Fort Neoheroka (or just Neoheroka, Neyuherú·kęʼ in Tuscarora), or Nooherooka,  is the name of a stronghold constructed in what is now Greene County, North Carolina by the Tuscarora tribe during the Tuscarora War of 1711–1715. In March 1713, the fort was besieged and ultimately attacked by a colonial force consisting of an army from the neighboring Province of South Carolina, under the command of Colonel James Moore and made up mainly of Indians including Yamasee, Apalachee, Catawba, and Cherokee. The 1713 siege lasted for more than three weeks, from around March 1 to March 22, 1713. Hundreds of men, women and children were burned to death in a fire that destroyed the fort. Approximately 170 more were killed outside the fort while approximately 400 were taken to South Carolina where they were sold into slavery. The defeat of the Tuscaroras, once the most powerful Indian tribe in the Province of North Carolina, opened up North Carolina's interior to further settlement. The supremacy of the Tuscaroras in the colony was broken forever, and most moved north to live among the Iroquois. On July 17, 2009, the Fort Neoheroka Site was added to the National Register of Historic Places.

> OBJECTIVE
Name every Native group that the passage on Fort Neoheroka lists as making up Colonel James Moore's army.

Lines of data
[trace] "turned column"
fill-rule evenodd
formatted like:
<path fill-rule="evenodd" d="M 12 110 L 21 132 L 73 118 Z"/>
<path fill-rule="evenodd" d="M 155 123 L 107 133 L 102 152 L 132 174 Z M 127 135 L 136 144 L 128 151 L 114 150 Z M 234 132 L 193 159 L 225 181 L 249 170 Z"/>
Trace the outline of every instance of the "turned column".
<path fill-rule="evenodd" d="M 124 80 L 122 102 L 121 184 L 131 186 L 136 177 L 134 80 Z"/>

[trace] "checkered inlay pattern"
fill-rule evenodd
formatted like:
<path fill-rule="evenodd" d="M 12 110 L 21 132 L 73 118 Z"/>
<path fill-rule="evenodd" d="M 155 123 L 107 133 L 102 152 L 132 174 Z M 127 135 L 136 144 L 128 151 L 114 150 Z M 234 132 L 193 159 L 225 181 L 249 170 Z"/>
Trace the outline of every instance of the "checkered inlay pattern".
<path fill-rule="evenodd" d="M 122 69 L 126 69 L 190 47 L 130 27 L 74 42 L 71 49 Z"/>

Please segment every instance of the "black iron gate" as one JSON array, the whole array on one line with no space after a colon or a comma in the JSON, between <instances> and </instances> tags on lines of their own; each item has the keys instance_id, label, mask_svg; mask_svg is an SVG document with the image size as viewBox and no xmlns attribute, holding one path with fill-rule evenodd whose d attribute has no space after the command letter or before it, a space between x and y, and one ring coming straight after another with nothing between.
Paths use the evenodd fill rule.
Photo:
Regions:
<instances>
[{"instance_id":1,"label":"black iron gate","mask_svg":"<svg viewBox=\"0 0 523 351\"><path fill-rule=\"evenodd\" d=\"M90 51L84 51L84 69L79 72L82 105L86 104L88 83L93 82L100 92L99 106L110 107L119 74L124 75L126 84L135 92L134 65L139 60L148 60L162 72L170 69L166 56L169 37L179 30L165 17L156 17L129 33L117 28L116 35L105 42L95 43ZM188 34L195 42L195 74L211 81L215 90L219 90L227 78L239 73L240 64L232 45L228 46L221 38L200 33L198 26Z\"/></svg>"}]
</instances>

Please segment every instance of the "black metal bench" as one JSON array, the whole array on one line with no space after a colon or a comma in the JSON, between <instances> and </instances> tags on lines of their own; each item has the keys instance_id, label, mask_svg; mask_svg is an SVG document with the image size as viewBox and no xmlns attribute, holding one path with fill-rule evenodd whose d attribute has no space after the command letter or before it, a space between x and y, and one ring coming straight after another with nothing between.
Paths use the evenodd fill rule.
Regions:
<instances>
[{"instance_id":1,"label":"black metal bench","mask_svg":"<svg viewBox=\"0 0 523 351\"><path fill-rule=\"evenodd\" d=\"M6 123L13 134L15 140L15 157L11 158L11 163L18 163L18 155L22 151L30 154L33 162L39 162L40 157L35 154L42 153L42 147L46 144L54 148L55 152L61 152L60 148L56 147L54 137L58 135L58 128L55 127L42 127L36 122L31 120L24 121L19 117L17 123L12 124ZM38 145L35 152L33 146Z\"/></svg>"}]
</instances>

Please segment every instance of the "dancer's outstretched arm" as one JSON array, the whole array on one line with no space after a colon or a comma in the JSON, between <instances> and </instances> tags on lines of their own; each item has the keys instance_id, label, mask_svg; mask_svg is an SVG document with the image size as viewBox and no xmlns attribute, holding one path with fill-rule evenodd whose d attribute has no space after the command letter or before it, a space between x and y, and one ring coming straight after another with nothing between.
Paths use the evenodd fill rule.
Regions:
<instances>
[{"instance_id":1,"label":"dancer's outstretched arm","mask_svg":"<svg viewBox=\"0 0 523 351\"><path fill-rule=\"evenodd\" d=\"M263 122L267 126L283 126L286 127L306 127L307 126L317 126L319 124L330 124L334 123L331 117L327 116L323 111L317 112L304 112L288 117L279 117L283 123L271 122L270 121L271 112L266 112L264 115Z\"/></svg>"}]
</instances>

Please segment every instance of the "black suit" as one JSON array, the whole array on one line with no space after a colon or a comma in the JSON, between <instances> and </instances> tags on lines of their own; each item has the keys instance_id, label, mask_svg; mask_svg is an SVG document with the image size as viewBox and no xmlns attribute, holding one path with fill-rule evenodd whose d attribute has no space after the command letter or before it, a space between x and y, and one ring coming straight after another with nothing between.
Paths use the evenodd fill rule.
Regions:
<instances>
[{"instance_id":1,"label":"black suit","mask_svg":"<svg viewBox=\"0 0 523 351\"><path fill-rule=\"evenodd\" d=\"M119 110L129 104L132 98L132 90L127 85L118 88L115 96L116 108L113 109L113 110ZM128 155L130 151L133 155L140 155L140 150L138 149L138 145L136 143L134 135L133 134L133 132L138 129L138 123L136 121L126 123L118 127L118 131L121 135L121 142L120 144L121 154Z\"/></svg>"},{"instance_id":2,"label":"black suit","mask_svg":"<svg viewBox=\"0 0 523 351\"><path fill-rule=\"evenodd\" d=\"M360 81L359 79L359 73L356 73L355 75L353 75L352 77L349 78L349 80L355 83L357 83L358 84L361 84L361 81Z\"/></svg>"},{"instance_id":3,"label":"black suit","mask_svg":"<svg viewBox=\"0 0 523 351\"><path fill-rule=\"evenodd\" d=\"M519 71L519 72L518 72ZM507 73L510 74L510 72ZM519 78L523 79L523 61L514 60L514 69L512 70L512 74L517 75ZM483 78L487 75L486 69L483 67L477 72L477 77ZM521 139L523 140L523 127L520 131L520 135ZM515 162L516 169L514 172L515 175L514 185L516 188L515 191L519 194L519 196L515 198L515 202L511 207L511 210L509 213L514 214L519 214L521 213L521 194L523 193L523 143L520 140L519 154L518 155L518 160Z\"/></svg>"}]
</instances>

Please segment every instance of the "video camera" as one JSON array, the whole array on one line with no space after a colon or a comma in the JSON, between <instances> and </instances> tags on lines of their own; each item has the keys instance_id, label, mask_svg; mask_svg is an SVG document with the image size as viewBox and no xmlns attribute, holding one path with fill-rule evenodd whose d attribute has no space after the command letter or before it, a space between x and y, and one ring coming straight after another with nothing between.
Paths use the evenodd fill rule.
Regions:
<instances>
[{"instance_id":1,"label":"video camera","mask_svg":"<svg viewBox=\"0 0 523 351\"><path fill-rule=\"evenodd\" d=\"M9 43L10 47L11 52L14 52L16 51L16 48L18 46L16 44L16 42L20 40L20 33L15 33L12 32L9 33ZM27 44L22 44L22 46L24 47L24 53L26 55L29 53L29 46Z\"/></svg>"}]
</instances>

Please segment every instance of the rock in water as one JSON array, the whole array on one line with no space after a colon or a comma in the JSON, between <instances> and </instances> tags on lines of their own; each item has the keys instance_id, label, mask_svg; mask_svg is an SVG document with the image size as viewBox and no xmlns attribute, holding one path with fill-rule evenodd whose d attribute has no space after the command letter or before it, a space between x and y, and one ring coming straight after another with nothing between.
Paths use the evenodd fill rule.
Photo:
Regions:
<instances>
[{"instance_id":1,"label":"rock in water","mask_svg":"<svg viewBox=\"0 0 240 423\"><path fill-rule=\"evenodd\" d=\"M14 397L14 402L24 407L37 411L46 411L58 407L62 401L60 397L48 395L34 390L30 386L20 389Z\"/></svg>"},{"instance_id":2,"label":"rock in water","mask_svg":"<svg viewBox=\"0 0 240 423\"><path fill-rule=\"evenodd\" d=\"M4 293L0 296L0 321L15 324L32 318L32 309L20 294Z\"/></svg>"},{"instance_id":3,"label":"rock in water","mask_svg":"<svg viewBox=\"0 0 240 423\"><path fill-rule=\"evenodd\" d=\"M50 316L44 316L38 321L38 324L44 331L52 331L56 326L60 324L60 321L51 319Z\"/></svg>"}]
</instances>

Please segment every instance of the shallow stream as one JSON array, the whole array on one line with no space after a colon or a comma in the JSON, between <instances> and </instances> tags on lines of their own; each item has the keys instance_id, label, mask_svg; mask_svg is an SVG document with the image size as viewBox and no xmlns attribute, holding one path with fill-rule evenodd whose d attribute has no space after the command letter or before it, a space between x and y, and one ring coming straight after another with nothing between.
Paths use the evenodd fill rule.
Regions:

> WRITTEN ANSWER
Yamasee, Apalachee, Catawba, Cherokee